■ Data supplied ■
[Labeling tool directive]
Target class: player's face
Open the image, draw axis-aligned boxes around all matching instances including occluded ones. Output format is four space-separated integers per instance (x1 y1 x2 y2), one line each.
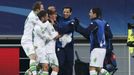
48 6 56 11
40 4 44 11
42 14 48 23
89 9 96 19
50 13 57 21
63 9 72 18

■ Exercise instructions ■
Scale the data above by rewriting every line, labeling directive included, with each bounding box coordinate in the answers multiplied by 1.7 and rounded to a whole number, halves rounding up. Leave the pictures out of your answer.

■ Response to the exercise ■
[Labeling tool directive]
Target class: player's face
Open the image, draw axis-aligned boxes around all matching instances including occluded ones. Output format is four space-separated integers per instance (x1 y1 x2 y2), one line each.
82 10 95 19
68 7 75 19
71 24 82 39
151 15 163 32
85 22 97 36
107 15 122 31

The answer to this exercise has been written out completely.